- Extract provided -
Professor,
I am in a complicated relationship with a girl. We've been on and off for over 3 years and we've been through quite a lot. I've cheated on her, and hers on me but we somehow still end up together through all these years. Every time I feel like I should let go, she comes around and as if my heart is on a leash I end up falling for her over again. Am I in a toxic relationship? How can I get on with my life? I wish you could enlighten me.
Thank you,
Cris
Hi Cris,
The heart wants what it wants right? Well yeah it does, but when what it wants costs you more than you can afford is it still worthy to pursue?
First off, we have to describe what a toxic relationship is. according to Dr. Lilian Glass the author of Toxic People, “any relationship [between people who] don’t support each other, where there’s conflict and one seeks to undermine the other, where there’s competition, where there’s disrespect and a lack of cohesiveness.”. For me, a relationship is toxic when there is nothing more you gain from it aside from negativities and sufferings, be it physical or emotional. When the happiness is gone, when there are more bickerings than laughter, when there are more tears than smiles and when there are more heartaches than warmth, you are most probably in a toxic affair.

- Record extracts -
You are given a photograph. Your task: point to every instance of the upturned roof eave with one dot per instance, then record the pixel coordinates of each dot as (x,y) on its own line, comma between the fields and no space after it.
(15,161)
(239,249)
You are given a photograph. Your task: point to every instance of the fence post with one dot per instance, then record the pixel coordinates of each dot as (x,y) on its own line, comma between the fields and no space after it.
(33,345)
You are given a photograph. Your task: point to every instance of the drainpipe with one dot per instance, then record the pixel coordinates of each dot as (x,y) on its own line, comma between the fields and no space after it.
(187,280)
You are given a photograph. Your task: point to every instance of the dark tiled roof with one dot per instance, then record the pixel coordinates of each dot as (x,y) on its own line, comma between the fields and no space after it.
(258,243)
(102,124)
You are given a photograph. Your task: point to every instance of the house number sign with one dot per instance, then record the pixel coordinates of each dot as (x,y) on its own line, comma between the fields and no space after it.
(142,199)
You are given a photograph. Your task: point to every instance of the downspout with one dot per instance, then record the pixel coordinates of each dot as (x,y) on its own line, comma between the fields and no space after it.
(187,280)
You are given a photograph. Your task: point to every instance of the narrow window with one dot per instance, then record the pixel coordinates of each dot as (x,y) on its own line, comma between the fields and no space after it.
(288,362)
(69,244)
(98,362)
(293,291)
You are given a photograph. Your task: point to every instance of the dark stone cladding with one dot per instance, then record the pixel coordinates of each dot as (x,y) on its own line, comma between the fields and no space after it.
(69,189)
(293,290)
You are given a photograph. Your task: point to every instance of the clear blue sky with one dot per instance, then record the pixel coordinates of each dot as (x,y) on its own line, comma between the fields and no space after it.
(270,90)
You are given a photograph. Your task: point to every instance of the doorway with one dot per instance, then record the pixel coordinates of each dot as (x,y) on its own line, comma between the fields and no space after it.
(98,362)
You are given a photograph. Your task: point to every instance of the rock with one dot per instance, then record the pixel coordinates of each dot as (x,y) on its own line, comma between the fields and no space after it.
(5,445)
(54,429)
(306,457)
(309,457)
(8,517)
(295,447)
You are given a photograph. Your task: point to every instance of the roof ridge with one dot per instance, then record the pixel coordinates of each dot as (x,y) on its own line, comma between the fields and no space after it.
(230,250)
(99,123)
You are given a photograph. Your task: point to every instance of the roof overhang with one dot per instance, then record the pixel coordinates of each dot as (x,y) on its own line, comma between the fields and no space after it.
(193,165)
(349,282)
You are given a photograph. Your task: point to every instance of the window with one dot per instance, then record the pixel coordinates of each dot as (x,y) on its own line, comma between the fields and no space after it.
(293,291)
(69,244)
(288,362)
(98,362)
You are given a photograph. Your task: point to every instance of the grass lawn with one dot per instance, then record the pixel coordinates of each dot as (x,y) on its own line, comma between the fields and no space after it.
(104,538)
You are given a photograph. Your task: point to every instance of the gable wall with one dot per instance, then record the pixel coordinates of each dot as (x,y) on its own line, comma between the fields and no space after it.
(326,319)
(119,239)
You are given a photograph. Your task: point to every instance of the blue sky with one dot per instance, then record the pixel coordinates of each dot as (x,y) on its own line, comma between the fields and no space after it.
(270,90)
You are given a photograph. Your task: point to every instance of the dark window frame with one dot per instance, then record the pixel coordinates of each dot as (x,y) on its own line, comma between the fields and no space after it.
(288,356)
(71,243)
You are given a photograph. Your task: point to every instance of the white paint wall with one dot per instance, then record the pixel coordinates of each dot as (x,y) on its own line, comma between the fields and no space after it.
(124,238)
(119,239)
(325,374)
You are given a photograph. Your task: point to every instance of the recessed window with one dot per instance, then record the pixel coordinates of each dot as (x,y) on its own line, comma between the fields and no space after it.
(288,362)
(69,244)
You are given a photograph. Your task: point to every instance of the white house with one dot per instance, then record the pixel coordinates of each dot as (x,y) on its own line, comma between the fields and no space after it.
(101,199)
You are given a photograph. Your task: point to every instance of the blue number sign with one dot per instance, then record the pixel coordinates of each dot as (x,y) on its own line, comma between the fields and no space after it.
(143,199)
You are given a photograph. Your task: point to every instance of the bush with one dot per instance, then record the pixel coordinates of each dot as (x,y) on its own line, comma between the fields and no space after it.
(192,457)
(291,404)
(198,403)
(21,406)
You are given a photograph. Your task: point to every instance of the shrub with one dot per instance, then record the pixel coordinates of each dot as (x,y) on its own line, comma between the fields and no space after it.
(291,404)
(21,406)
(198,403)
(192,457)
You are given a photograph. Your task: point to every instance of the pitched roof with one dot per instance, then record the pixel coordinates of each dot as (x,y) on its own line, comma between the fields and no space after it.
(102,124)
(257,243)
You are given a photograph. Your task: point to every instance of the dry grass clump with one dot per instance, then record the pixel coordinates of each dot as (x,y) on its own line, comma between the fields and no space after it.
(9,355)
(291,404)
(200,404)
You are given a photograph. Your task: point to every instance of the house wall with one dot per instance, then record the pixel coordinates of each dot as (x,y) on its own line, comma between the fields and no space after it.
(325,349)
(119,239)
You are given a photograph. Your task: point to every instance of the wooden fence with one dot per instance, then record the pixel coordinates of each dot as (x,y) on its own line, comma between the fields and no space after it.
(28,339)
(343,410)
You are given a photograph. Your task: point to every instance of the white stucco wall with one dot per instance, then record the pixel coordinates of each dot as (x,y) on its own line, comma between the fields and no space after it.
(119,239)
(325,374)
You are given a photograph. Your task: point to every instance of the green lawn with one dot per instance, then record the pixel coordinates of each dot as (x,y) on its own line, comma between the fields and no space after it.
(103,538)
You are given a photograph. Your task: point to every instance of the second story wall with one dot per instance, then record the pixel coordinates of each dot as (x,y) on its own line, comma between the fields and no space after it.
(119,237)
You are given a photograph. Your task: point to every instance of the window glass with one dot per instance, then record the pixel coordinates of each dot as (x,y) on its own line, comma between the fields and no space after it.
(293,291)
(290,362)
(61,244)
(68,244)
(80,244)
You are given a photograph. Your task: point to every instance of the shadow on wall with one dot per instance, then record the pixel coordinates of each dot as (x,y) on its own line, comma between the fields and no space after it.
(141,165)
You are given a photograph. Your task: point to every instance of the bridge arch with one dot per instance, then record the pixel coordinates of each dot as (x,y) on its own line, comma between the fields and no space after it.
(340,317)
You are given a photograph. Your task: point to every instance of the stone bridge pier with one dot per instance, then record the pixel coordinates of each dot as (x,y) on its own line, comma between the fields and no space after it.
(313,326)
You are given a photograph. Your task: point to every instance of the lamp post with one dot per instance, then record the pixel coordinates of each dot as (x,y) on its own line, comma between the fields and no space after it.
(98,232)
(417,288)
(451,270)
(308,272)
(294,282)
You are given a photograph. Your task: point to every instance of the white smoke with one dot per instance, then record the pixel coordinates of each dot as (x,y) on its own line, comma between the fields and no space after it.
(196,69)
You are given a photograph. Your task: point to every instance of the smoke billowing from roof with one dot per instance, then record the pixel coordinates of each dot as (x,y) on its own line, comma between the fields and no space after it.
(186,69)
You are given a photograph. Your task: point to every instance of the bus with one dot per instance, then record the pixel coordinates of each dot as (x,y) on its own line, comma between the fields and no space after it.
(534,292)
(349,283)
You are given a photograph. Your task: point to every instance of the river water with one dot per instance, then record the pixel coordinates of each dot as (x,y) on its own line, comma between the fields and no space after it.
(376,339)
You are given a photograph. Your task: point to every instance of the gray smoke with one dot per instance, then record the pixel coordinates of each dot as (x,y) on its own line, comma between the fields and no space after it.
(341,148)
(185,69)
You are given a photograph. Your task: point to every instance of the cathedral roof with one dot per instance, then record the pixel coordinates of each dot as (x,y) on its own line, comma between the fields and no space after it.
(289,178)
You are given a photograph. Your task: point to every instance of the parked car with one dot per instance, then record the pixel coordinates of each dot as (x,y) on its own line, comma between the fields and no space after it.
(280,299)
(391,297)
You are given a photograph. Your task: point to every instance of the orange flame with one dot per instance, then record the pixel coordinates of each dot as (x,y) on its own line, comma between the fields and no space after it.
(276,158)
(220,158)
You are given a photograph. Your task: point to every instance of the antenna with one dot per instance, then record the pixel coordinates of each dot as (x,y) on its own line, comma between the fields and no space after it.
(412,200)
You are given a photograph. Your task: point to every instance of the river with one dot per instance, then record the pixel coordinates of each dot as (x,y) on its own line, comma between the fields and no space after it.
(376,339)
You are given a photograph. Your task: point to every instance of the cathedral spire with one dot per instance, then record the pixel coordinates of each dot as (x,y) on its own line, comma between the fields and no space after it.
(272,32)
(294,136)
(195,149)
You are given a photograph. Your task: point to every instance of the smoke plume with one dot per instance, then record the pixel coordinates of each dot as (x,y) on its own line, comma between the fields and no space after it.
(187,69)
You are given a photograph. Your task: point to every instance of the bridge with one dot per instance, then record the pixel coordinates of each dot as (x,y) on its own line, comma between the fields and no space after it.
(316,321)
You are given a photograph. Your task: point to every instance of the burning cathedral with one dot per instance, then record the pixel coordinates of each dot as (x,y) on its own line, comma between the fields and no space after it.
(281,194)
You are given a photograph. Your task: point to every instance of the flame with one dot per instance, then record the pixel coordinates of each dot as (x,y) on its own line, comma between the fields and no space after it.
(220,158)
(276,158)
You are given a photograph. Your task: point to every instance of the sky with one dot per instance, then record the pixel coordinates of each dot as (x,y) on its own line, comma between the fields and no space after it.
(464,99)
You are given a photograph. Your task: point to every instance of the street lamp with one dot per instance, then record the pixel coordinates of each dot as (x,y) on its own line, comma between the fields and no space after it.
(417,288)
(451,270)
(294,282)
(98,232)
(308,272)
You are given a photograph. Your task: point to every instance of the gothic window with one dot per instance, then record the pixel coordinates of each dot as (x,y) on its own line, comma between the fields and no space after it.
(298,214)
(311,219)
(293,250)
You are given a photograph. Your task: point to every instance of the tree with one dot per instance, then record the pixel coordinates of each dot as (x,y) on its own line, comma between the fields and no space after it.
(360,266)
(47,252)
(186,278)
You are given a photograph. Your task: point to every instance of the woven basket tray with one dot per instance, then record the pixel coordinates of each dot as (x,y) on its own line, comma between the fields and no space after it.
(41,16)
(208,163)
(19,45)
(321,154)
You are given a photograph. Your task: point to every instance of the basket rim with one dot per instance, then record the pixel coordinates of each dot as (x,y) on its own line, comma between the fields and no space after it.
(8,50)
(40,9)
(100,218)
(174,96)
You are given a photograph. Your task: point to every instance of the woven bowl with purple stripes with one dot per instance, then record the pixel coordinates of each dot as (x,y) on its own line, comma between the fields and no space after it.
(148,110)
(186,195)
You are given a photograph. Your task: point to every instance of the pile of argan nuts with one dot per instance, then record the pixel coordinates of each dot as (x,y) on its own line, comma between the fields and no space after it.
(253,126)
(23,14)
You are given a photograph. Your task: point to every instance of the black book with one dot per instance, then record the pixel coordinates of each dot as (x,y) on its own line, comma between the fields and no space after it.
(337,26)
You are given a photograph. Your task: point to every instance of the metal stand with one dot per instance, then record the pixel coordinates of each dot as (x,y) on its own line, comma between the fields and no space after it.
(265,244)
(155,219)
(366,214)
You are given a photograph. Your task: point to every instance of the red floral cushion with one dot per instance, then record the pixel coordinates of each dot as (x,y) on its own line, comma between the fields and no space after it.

- Work to complete -
**a)** In the advice column, who wrote the book Toxic People?
**b)** Copy the part of the advice column starting at "First off, we" and ending at "a toxic affair.".
The items have nothing to do with the advice column.

- Solutions per task -
**a)** Dr. Lilian Glass

**b)**
First off, we have to describe what a toxic relationship is. according to Dr. Lilian Glass the author of Toxic People, “any relationship [between people who] don’t support each other, where there’s conflict and one seeks to undermine the other, where there’s competition, where there’s disrespect and a lack of cohesiveness.”. For me, a relationship is toxic when there is nothing more you gain from it aside from negativities and sufferings, be it physical or emotional. When the happiness is gone, when there are more bickerings than laughter, when there are more tears than smiles and when there are more heartaches than warmth, you are most probably in a toxic affair.